:: Data entries ::

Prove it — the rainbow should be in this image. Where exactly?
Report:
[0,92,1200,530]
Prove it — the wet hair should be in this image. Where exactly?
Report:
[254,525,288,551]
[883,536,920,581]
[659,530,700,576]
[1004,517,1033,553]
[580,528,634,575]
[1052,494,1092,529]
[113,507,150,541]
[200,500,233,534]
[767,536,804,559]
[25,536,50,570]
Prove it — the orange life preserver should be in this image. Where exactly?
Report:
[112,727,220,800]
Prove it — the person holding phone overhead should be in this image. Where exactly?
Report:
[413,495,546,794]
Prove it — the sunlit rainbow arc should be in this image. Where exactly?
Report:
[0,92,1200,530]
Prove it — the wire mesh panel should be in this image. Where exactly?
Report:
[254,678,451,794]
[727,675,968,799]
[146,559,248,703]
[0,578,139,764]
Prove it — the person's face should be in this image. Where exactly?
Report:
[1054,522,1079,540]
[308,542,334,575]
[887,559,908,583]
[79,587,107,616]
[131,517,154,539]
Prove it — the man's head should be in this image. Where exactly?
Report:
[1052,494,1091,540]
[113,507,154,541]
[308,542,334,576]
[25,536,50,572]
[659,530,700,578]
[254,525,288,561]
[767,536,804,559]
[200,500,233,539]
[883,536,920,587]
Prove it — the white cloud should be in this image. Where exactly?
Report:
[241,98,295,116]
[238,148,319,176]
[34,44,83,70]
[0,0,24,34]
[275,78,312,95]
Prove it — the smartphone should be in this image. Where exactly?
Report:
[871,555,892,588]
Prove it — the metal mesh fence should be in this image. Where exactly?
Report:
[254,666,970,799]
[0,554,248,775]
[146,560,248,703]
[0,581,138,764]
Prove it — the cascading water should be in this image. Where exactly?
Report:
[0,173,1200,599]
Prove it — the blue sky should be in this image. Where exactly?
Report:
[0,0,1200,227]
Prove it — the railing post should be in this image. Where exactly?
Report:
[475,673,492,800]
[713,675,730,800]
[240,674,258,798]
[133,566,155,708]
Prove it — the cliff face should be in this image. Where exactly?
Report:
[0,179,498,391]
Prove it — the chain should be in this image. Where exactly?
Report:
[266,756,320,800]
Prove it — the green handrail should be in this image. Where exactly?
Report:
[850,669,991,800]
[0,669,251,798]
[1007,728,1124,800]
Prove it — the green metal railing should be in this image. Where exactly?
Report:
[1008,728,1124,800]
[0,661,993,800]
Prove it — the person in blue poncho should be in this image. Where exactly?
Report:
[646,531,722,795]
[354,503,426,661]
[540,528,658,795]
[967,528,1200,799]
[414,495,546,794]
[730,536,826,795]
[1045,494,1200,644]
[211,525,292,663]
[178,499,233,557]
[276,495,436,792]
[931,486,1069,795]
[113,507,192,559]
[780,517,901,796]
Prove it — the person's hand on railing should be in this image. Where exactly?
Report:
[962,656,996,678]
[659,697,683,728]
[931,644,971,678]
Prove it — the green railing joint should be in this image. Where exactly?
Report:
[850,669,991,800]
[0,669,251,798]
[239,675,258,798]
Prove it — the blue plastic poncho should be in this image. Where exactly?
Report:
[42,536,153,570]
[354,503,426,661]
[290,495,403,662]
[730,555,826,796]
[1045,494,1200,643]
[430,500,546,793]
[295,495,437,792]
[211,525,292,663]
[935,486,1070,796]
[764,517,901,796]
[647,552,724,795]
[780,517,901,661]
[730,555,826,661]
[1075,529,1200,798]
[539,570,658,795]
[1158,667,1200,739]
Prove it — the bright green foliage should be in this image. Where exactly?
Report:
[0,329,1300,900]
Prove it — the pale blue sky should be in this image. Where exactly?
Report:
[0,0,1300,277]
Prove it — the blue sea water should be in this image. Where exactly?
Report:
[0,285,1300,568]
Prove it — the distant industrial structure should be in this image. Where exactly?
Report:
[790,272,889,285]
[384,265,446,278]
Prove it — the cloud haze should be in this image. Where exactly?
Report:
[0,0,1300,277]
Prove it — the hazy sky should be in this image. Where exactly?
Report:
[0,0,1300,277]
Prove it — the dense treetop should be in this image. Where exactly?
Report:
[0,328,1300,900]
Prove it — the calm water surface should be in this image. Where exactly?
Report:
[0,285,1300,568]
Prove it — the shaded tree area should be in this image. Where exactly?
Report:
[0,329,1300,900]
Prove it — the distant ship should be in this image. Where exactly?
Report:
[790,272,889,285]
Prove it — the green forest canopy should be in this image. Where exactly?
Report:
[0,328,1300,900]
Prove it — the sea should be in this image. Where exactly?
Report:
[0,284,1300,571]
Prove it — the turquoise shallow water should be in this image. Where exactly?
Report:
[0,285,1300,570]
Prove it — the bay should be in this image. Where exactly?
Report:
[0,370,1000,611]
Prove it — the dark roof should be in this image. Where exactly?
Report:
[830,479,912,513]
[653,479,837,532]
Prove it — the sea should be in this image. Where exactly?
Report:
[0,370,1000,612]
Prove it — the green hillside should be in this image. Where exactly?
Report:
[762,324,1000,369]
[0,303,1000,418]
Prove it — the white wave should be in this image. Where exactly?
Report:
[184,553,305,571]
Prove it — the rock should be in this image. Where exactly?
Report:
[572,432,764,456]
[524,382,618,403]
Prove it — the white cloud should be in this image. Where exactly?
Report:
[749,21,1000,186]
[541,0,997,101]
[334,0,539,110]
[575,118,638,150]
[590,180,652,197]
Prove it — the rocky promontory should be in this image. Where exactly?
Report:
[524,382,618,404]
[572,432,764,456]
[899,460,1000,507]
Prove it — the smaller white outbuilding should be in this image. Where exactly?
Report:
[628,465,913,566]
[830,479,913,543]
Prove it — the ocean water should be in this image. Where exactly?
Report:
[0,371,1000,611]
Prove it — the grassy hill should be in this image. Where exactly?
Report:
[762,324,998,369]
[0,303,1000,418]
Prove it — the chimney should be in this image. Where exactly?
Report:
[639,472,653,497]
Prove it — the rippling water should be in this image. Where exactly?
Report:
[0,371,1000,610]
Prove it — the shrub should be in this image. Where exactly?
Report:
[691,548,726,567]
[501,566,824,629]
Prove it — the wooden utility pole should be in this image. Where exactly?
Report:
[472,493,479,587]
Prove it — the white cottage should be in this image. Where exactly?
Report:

:::

What is being asked: Put every line of the listing above into a JSON list of strings, one string per line, and leave out any blank lines.

Solution:
[
  "Prove it — the rainbow should be in this image. Where exactly?",
  "Report:",
  "[0,92,1200,530]",
  "Prove it — the wet hair should be in this image. Where exactly?",
  "Report:",
  "[254,525,288,551]",
  "[883,536,920,581]",
  "[659,530,700,576]",
  "[1004,517,1033,553]",
  "[580,528,634,575]",
  "[1052,494,1092,529]",
  "[113,507,150,541]",
  "[200,500,233,534]",
  "[767,536,804,559]",
  "[25,536,50,570]",
  "Prove it — the orange life preserver should be in this image. Where exactly?",
  "Report:",
  "[112,727,220,800]",
  "Prove it — the person holding phone overhead should be in this image. Where exactly?",
  "Report:",
  "[413,495,546,794]",
  "Prove it — the sunlit rainbow arc should be in this image. Where exactly?",
  "Report:",
  "[0,92,1200,530]",
  "Prove it — the wire mesh panel should be in this image. Where exactly?",
  "Report:",
  "[254,678,451,794]",
  "[727,675,968,799]",
  "[146,559,248,703]",
  "[0,578,139,764]",
  "Prove it — the person's face should be in this image. Where exactly?",
  "Report:",
  "[1054,522,1079,540]",
  "[308,542,334,575]",
  "[887,559,908,583]",
  "[79,587,107,616]",
  "[131,517,154,539]",
  "Prove it — the man's head should be in this image. Where exactly?",
  "Report:",
  "[1052,494,1091,540]",
  "[113,507,154,541]",
  "[308,542,334,576]",
  "[25,536,50,572]",
  "[659,530,700,578]",
  "[254,525,288,561]",
  "[767,536,804,559]",
  "[200,500,233,539]",
  "[883,536,920,587]",
  "Prove it — the white cloud should be in this image. Where exactly?",
  "Report:",
  "[241,98,295,116]",
  "[238,148,319,176]",
  "[34,44,83,70]",
  "[0,0,24,34]",
  "[275,78,312,95]",
  "Prove it — the smartphone should be in this image. Where exactly?",
  "Report:",
  "[871,555,892,588]",
  "Prove it — the metal mesh fence should be in this image. Where exactly?",
  "Report:",
  "[254,666,970,799]",
  "[0,554,248,775]",
  "[146,560,248,703]",
  "[0,581,138,764]",
  "Prove it — the cascading water should be in this image. Where exactly?",
  "Report:",
  "[0,173,1200,599]",
  "Prove it — the blue sky should be in this image. Where exactly?",
  "Report:",
  "[0,0,1200,227]",
  "Prove it — the railing post should be in this image. Where exactly?",
  "Report:",
  "[475,673,492,800]",
  "[713,675,730,800]",
  "[240,674,258,798]",
  "[133,566,155,708]",
  "Prove it — the cliff face should be in this image. Where exactly?",
  "Report:",
  "[0,179,498,391]",
  "Prove it — the chain should be in this image. Where exactly?",
  "Report:",
  "[266,756,320,800]",
  "Prove it — the green handrail should be in this image. Where exactly?",
  "Report:",
  "[850,669,991,800]",
  "[0,669,251,798]",
  "[1007,728,1124,800]",
  "Prove it — the green metal railing should be in this image. Where exactly?",
  "Report:",
  "[1008,728,1124,800]",
  "[0,661,993,800]",
  "Prove it — the person in blue poncho should be in this image. Where exactly?",
  "Report:",
  "[646,531,722,795]",
  "[354,503,426,661]",
  "[540,528,658,795]",
  "[967,528,1200,799]",
  "[414,495,546,794]",
  "[730,536,826,795]",
  "[1045,494,1200,644]",
  "[211,525,292,663]",
  "[178,499,233,557]",
  "[276,495,436,792]",
  "[931,486,1069,795]",
  "[113,507,192,559]",
  "[780,517,901,796]",
  "Prove it — the person's hand on railing should be in this image. Where exactly?",
  "Report:",
  "[962,656,996,678]",
  "[659,697,683,728]",
  "[931,644,971,678]",
  "Prove it — the green railing joint should be in this image. Where exactly?",
  "Report:",
  "[850,669,991,800]",
  "[0,669,251,798]",
  "[239,675,258,798]",
  "Prove it — the blue plastic poncho should be in this image. Where exactly?",
  "Report:",
  "[42,536,153,570]",
  "[354,503,426,661]",
  "[290,495,403,662]",
  "[730,555,826,796]",
  "[1045,494,1200,643]",
  "[430,500,546,793]",
  "[295,495,437,792]",
  "[211,525,292,663]",
  "[935,486,1070,796]",
  "[764,517,901,796]",
  "[647,552,724,795]",
  "[780,517,901,661]",
  "[730,555,826,661]",
  "[1075,529,1200,798]",
  "[539,570,658,795]",
  "[1158,667,1200,739]",
  "Prove it — the bright green foliage should be in this image. Where exactly?",
  "Report:",
  "[0,329,1300,900]",
  "Prove it — the pale blue sky should be in this image. Where exactly?",
  "Report:",
  "[0,0,1300,277]",
  "Prove it — the blue sea water should be in this image. Where exactly?",
  "Report:",
  "[0,285,1300,568]",
  "Prove it — the distant industrial structure should be in this image. Where exactly?",
  "Report:",
  "[790,272,889,285]",
  "[384,265,446,278]",
  "Prove it — the cloud haze should be in this image. Where exactly?",
  "Report:",
  "[0,0,1300,277]",
  "Prove it — the hazy sky should be in this image. Where exactly?",
  "Report:",
  "[0,0,1300,277]",
  "Prove it — the dense treetop should be in this image. Where exactly?",
  "Report:",
  "[0,328,1300,900]",
  "Prove it — the calm water surface should be in this image. Where exactly?",
  "Report:",
  "[0,285,1300,568]",
  "Prove it — the shaded tree area should be in this image. Where exactly?",
  "Report:",
  "[0,329,1300,900]",
  "Prove it — the distant ship should be in this image. Where exactly?",
  "Report:",
  "[790,272,889,285]",
  "Prove it — the green forest canopy should be in this image. Where exactly?",
  "Report:",
  "[0,328,1300,900]",
  "Prove it — the sea should be in this image. Where exactly?",
  "Report:",
  "[0,284,1300,571]",
  "Prove it — the turquoise shallow water should be in this image. Where exactly?",
  "Report:",
  "[0,285,1300,570]",
  "Prove it — the bay should be in this image. Where exactly?",
  "Report:",
  "[0,370,1000,611]",
  "Prove it — the dark roof should be in this image. Where exactly?",
  "Report:",
  "[830,479,912,513]",
  "[653,479,837,532]",
  "Prove it — the sea should be in this image. Where exactly?",
  "Report:",
  "[0,370,1000,612]",
  "Prove it — the green hillside should be in this image. Where exactly?",
  "Report:",
  "[762,324,1000,369]",
  "[0,303,1000,418]",
  "Prove it — the white wave should be in this image. Where exactly?",
  "Report:",
  "[184,553,305,571]",
  "Prove it — the rock should be in this image. Where exactly?",
  "Report:",
  "[572,432,764,456]",
  "[524,382,618,403]",
  "Prove it — the white cloud should be in this image. Where exactly?",
  "Report:",
  "[749,21,1000,186]",
  "[541,0,997,101]",
  "[334,0,539,110]",
  "[575,118,638,150]",
  "[590,180,652,197]",
  "Prove it — the rocky promontory should be in this image. Where exactly?",
  "Report:",
  "[524,382,618,404]",
  "[572,432,764,456]",
  "[899,460,1000,507]",
  "Prove it — the smaller white outbuilding should be in this image. Where exactly?",
  "Report:",
  "[628,465,913,566]",
  "[830,479,913,543]",
  "Prove it — the ocean water should be in this image. Where exactly?",
  "Report:",
  "[0,371,1000,611]",
  "Prove it — the grassy hill should be in this image. Where exactly?",
  "Report:",
  "[762,324,998,369]",
  "[0,303,1000,418]",
  "Prove it — the chimney should be in this image. Where exactly?",
  "Report:",
  "[639,472,653,497]",
  "Prove it — the rippling water should be in this image. Where exactly?",
  "Report:",
  "[0,371,1000,610]",
  "Prove it — the shrub should be in this image. Where exactly?",
  "Report:",
  "[691,548,726,567]",
  "[501,566,824,629]",
  "Prove it — the wooden utility pole should be in this image. Where exactly?",
  "Report:",
  "[472,493,479,587]",
  "Prove it — the white cottage should be in this image. Where exactly?",
  "Report:"
]